→ DATA FOR THIS TASK
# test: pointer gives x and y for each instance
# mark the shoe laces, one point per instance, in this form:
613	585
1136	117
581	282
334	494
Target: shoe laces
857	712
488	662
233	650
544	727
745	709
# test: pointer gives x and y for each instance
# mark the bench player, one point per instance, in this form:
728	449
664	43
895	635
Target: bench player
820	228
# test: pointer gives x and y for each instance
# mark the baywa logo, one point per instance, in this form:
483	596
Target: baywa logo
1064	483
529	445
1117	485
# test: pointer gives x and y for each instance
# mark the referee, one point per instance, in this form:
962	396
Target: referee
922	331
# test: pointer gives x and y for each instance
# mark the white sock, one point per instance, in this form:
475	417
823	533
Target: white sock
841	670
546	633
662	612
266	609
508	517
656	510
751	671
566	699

→ YOUR ASSIGNMENT
Write out all the data again, exactly as it appears.

→ ANSWER
# test: pointer gives x and y for each instance
# mark the shoe laces, one point per instance, in this form:
613	585
1136	117
581	282
334	494
Target: shoe laces
857	712
488	662
233	650
544	727
745	709
# test: pointer gives x and y for each instance
# mark the bench player, one point per instance, in this form:
728	449
664	43
895	635
Target: bench player
820	228
# test: pointer gives x and y for each instance
# mark the baywa logo, one point per instance, in this form:
483	596
Target: baywa logo
1064	483
529	445
1117	485
# test: pointer gives x and y for each instance
# mark the referee, one point per instance, in this form:
962	396
Target: referee
922	331
# test: pointer gives x and y for each instance
# mark the white sock, one point per instance, in this form:
475	417
823	533
Target: white sock
841	670
546	633
662	612
266	609
508	517
656	510
751	671
566	699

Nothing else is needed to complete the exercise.